▶ [TASK TO COMPLETE] Reproduce every entry that follows word for word, but omit the images.

Start LISTING

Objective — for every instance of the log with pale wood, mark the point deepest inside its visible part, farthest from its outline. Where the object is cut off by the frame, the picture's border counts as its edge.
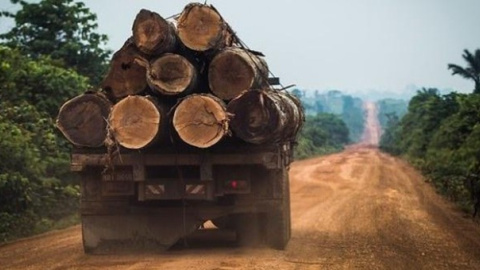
(265, 116)
(234, 70)
(137, 121)
(125, 76)
(199, 65)
(171, 74)
(152, 34)
(83, 119)
(201, 120)
(200, 28)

End LISTING

▶ [FINAL RESULT]
Objective — for every instance of the log with pale wood, mark the point deepest inside its visible part, farthest from its outline. Where the object is cut off by the frame, the picture's border counts as its edge.
(265, 116)
(234, 70)
(137, 121)
(125, 76)
(199, 65)
(171, 74)
(152, 34)
(83, 119)
(201, 120)
(200, 28)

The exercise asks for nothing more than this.